• **MATERIAL**:

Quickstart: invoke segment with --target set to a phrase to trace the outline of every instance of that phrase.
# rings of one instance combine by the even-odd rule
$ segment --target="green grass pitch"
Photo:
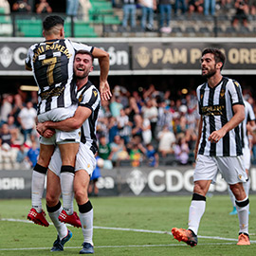
[[[207,198],[195,247],[177,242],[170,234],[174,227],[187,228],[191,196],[91,198],[95,255],[255,255],[256,195],[249,198],[250,246],[236,246],[238,218],[229,215],[232,210],[229,195],[213,195]],[[44,201],[46,210],[45,205]],[[57,236],[55,229],[27,222],[29,209],[29,199],[0,200],[1,256],[79,254],[81,229],[68,228],[73,237],[64,252],[49,252]]]

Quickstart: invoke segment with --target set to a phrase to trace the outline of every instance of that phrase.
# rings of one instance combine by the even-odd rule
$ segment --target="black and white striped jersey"
[[[207,82],[199,85],[196,93],[203,120],[198,154],[210,156],[242,155],[240,125],[227,133],[217,143],[208,140],[213,131],[221,129],[233,117],[233,105],[244,105],[240,84],[224,77],[214,88],[210,88]]]
[[[247,129],[247,124],[248,121],[255,120],[255,115],[251,104],[245,101],[245,119],[241,123],[241,137],[242,137],[242,147],[249,148],[248,134]]]
[[[93,51],[92,46],[68,39],[49,40],[29,47],[26,67],[33,71],[39,87],[38,115],[77,103],[73,64],[80,49]]]
[[[78,90],[77,98],[79,106],[91,109],[91,116],[81,127],[81,142],[86,144],[96,154],[98,151],[96,125],[101,108],[101,96],[95,85],[90,81]]]

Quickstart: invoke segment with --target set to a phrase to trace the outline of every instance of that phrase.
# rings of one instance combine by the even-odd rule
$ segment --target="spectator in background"
[[[7,123],[4,123],[0,133],[0,145],[8,144],[11,146],[13,144],[13,137],[9,130]]]
[[[204,14],[205,16],[209,15],[209,10],[210,9],[210,15],[215,14],[215,0],[204,0]]]
[[[147,144],[146,156],[150,167],[157,167],[159,164],[158,153],[152,144]]]
[[[172,13],[172,0],[159,0],[159,12],[160,12],[160,31],[163,33],[170,33],[170,21]]]
[[[155,128],[157,123],[158,110],[155,104],[155,100],[146,101],[145,106],[141,109],[143,119],[150,120],[152,137],[155,137]],[[148,142],[150,143],[150,142]]]
[[[33,108],[31,101],[27,102],[27,106],[24,107],[18,116],[18,120],[22,127],[22,134],[24,135],[24,142],[27,141],[27,136],[31,135],[33,128],[35,127],[35,120],[37,112]]]
[[[154,29],[154,11],[156,9],[156,0],[139,0],[142,8],[141,28],[152,31]]]
[[[236,12],[232,19],[232,26],[237,27],[239,21],[244,27],[247,27],[248,22],[248,5],[247,0],[236,0],[234,4]]]
[[[122,109],[123,106],[120,103],[120,99],[119,96],[116,96],[115,94],[111,98],[111,101],[109,104],[109,109],[111,112],[112,117],[117,118],[120,116],[120,109]]]
[[[0,158],[2,158],[2,169],[14,170],[16,167],[17,151],[8,143],[3,143],[0,148]]]
[[[134,97],[129,99],[129,106],[125,108],[125,114],[129,118],[129,121],[134,122],[134,117],[139,114],[139,108],[137,104],[137,101]]]
[[[13,143],[16,144],[20,138],[20,130],[14,122],[13,116],[9,116],[7,124],[11,137],[13,138]]]
[[[186,142],[185,137],[182,135],[177,138],[177,143],[174,145],[174,155],[179,164],[187,164],[189,161],[189,145]]]
[[[188,11],[190,14],[194,12],[203,13],[204,12],[204,0],[190,0],[188,3]]]
[[[90,177],[90,182],[88,186],[88,194],[94,196],[99,195],[99,189],[97,187],[97,181],[101,176],[101,168],[103,167],[104,160],[102,158],[96,156],[96,168],[94,169],[92,175]]]
[[[18,168],[20,170],[30,169],[30,164],[27,161],[27,148],[22,144],[20,150],[17,153],[16,162],[18,163]]]
[[[129,121],[128,116],[123,109],[120,109],[120,116],[117,118],[119,135],[123,138],[126,145],[130,140],[131,130],[133,123]]]
[[[36,13],[51,13],[52,9],[47,0],[40,0],[40,3],[36,5]]]
[[[175,0],[174,4],[174,13],[178,14],[178,10],[181,9],[181,13],[184,14],[187,11],[187,6],[185,0]]]
[[[11,95],[4,94],[3,98],[4,99],[1,105],[1,125],[3,123],[7,123],[8,117],[12,110],[12,101],[13,101],[13,97]]]
[[[31,11],[31,7],[27,4],[27,0],[18,0],[12,6],[12,11],[28,13]]]
[[[142,140],[142,132],[143,132],[143,119],[142,117],[137,114],[135,116],[134,118],[134,125],[132,128],[132,136],[137,136],[140,137],[140,139]],[[144,135],[144,137],[146,137],[146,135]]]
[[[122,0],[122,27],[127,27],[127,23],[130,18],[131,27],[136,27],[137,0]]]
[[[111,153],[109,159],[112,160],[114,166],[117,166],[119,160],[129,159],[124,141],[119,135],[115,136],[114,142],[110,143],[110,147]]]
[[[133,167],[140,166],[143,160],[143,149],[141,148],[141,144],[131,143],[130,145],[129,155]]]
[[[38,155],[39,155],[39,147],[36,141],[32,141],[31,148],[28,150],[27,155],[31,169],[35,167]]]
[[[170,106],[167,106],[166,101],[163,101],[158,103],[156,134],[162,131],[165,125],[168,126],[170,131],[173,131],[173,114]]]
[[[168,129],[168,126],[165,125],[163,130],[158,133],[158,152],[163,157],[169,154],[174,154],[173,145],[175,143],[175,136],[173,132]]]
[[[85,22],[89,21],[89,9],[92,7],[90,0],[80,0],[79,4],[79,16],[81,16],[82,19]]]
[[[248,0],[248,6],[250,9],[250,14],[252,16],[256,15],[256,0]]]
[[[111,117],[108,119],[108,136],[109,136],[109,143],[114,141],[115,137],[119,135],[119,127],[117,119]]]
[[[0,9],[4,9],[5,14],[9,14],[9,3],[8,0],[0,0]]]
[[[66,15],[77,17],[79,0],[66,0]]]
[[[100,137],[100,143],[99,143],[99,157],[104,160],[104,169],[112,169],[113,165],[111,160],[109,159],[109,155],[111,154],[111,147],[110,144],[107,143],[106,137],[101,136]]]

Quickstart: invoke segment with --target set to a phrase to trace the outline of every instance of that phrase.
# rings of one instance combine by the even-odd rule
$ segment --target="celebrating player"
[[[107,52],[86,45],[64,39],[64,20],[59,16],[48,16],[43,23],[46,41],[30,46],[26,59],[27,68],[33,71],[39,86],[38,121],[60,121],[72,117],[77,109],[76,84],[73,81],[75,52],[80,49],[90,51],[99,59],[101,66],[100,91],[103,100],[111,97],[107,76],[109,55]],[[32,209],[27,218],[36,224],[48,226],[42,210],[42,194],[50,157],[57,143],[62,155],[61,179],[68,183],[74,174],[75,156],[79,149],[80,129],[63,132],[40,139],[40,155],[32,174]],[[77,215],[70,212],[68,219],[79,222]],[[63,215],[62,215],[63,216]]]
[[[197,245],[198,228],[206,208],[206,194],[210,183],[215,181],[218,170],[235,196],[240,228],[237,245],[250,245],[249,200],[243,187],[247,175],[242,156],[239,125],[245,119],[245,107],[240,84],[221,75],[224,63],[225,55],[219,49],[203,50],[201,70],[207,82],[196,90],[201,119],[195,146],[196,165],[189,228],[172,229],[176,240],[191,247]]]
[[[96,167],[95,154],[98,151],[96,137],[96,122],[101,106],[100,94],[96,87],[88,81],[88,74],[93,69],[93,56],[90,52],[79,50],[74,63],[74,74],[77,82],[79,106],[74,117],[59,122],[46,121],[37,126],[40,134],[47,136],[48,129],[64,131],[81,127],[81,142],[76,158],[75,175],[70,174],[68,183],[63,190],[60,184],[62,159],[59,148],[51,157],[47,173],[46,205],[48,214],[58,231],[57,240],[51,251],[64,250],[64,245],[71,238],[72,233],[66,226],[60,222],[59,215],[64,211],[60,202],[61,190],[63,192],[64,209],[73,210],[73,191],[78,203],[82,230],[83,234],[82,249],[81,254],[93,253],[93,208],[88,199],[88,185],[90,175]],[[63,181],[61,180],[61,183]],[[73,186],[74,185],[74,186]],[[65,200],[64,200],[65,199]],[[64,205],[65,204],[65,205]],[[65,214],[64,214],[65,215]],[[68,214],[67,214],[68,217]],[[65,221],[68,222],[68,221]],[[81,227],[81,225],[80,225]]]
[[[245,182],[244,189],[246,191],[247,195],[248,196],[249,194],[249,185],[250,185],[250,180],[249,180],[249,168],[250,168],[250,143],[248,139],[248,133],[251,134],[252,129],[255,129],[255,115],[253,112],[253,108],[251,104],[245,101],[245,119],[241,123],[241,137],[242,137],[242,145],[243,145],[243,156],[244,156],[244,162],[245,162],[245,167],[246,167],[246,172],[247,174],[247,180]],[[235,215],[237,214],[236,210],[236,204],[235,204],[235,197],[229,189],[229,193],[232,202],[233,206],[233,210],[229,212],[230,215]]]

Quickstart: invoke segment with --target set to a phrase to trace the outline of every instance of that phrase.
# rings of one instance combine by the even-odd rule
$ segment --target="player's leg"
[[[206,194],[211,181],[215,181],[217,165],[213,157],[198,155],[194,171],[194,187],[192,203],[189,212],[188,229],[172,229],[174,237],[178,241],[183,241],[191,247],[197,245],[197,232],[200,220],[206,209]]]
[[[243,183],[236,183],[229,185],[229,187],[235,196],[237,215],[239,219],[239,238],[237,245],[247,246],[250,245],[248,237],[249,200],[244,190]]]
[[[40,154],[37,164],[32,173],[31,183],[31,201],[32,208],[28,212],[27,219],[45,227],[49,224],[45,218],[45,211],[42,210],[42,197],[45,189],[45,180],[47,172],[47,166],[53,154],[55,146],[52,144],[40,143]]]
[[[93,207],[88,198],[90,176],[84,170],[77,171],[74,178],[75,198],[79,207],[79,216],[83,235],[81,254],[93,253]]]
[[[239,219],[239,238],[237,245],[249,245],[248,238],[248,210],[249,200],[244,190],[243,183],[247,181],[243,157],[218,157],[218,168],[224,179],[235,196],[237,215]]]
[[[74,192],[78,203],[83,235],[81,254],[93,253],[93,208],[88,198],[90,175],[96,168],[94,153],[81,143],[76,160]]]
[[[61,173],[62,159],[59,150],[55,150],[49,170],[47,172],[47,186],[46,186],[46,208],[48,215],[58,232],[57,239],[53,243],[51,251],[64,250],[64,244],[72,237],[72,232],[67,229],[64,223],[59,221],[58,217],[63,210],[60,202],[61,196]],[[51,171],[54,170],[54,171]]]
[[[232,211],[229,212],[229,215],[236,215],[237,210],[236,210],[235,197],[234,197],[233,192],[231,192],[229,187],[228,189],[228,192],[229,192],[229,197],[230,197],[230,200],[232,203],[232,207],[233,207],[233,210],[232,210]]]
[[[66,222],[64,220],[66,216],[64,215],[72,216],[74,213],[75,219],[79,219],[73,210],[73,181],[75,174],[76,155],[79,149],[79,143],[62,143],[58,144],[58,146],[63,159],[60,177],[63,192],[64,212],[60,215],[60,220]],[[70,224],[76,226],[76,223]],[[78,224],[78,227],[80,227],[80,224]]]

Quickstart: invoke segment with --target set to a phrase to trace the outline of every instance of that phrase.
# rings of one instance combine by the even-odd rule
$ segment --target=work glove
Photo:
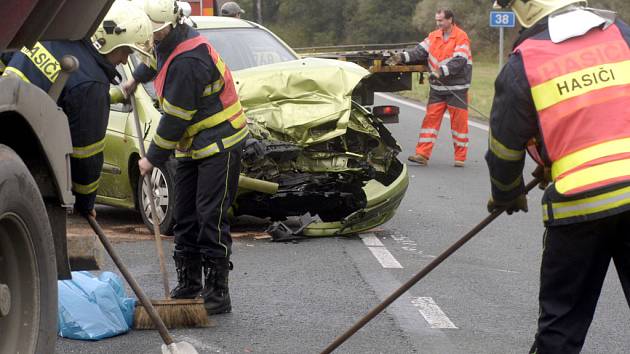
[[[132,77],[129,80],[120,84],[120,89],[122,90],[125,98],[129,98],[132,93],[136,92],[136,88],[138,87],[138,82]]]
[[[532,172],[532,176],[540,180],[540,183],[538,183],[538,188],[540,188],[541,190],[547,189],[547,186],[549,186],[549,183],[551,183],[552,181],[551,168],[549,167],[538,165],[534,172]]]
[[[525,194],[521,194],[508,202],[494,200],[490,197],[490,200],[488,200],[488,212],[492,213],[501,208],[505,208],[508,215],[512,215],[512,213],[519,212],[520,210],[527,213],[527,196],[525,196]]]
[[[392,66],[392,65],[399,65],[402,64],[402,55],[400,54],[394,54],[391,57],[389,57],[389,59],[387,59],[385,61],[385,64]]]
[[[146,157],[138,160],[138,168],[140,169],[140,175],[144,176],[153,171],[153,164]]]

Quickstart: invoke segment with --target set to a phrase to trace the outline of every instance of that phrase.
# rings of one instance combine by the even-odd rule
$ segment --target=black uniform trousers
[[[228,210],[236,197],[241,155],[239,145],[201,160],[178,159],[176,253],[211,258],[227,258],[232,253]]]
[[[611,259],[630,306],[630,212],[548,227],[543,247],[531,353],[579,353]]]

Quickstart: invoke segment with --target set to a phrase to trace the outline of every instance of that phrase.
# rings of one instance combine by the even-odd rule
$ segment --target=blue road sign
[[[511,11],[490,11],[490,27],[514,27],[516,16]]]

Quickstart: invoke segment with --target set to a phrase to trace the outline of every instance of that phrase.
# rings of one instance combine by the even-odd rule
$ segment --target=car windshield
[[[295,60],[297,57],[274,36],[259,28],[201,29],[230,70]]]

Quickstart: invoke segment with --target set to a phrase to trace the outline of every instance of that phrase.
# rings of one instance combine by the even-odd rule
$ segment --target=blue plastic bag
[[[128,298],[118,275],[72,272],[72,280],[60,280],[59,335],[99,340],[129,331],[136,300]]]

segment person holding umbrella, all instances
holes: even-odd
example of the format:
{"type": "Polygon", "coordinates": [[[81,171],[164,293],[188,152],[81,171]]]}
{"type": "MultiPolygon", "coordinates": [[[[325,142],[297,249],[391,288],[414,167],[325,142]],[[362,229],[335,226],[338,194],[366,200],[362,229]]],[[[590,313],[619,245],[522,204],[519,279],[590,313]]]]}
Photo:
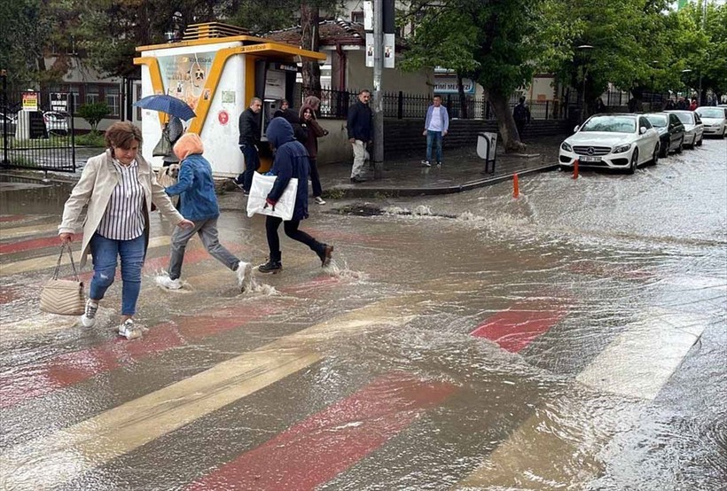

• **BRIEF**: Collect every line of the records above that contains the string "coordinates", and copy each one in full, in the order it appears.

• **OUTPUT BELOW**:
{"type": "Polygon", "coordinates": [[[81,171],[164,293],[188,152],[81,171]]]}
{"type": "MultiPolygon", "coordinates": [[[[325,142],[297,249],[391,288],[414,167],[325,142]],[[362,229],[335,226],[338,194],[366,200],[362,229]]],[[[590,313],[619,245],[522,204],[519,279],[590,313]]]]}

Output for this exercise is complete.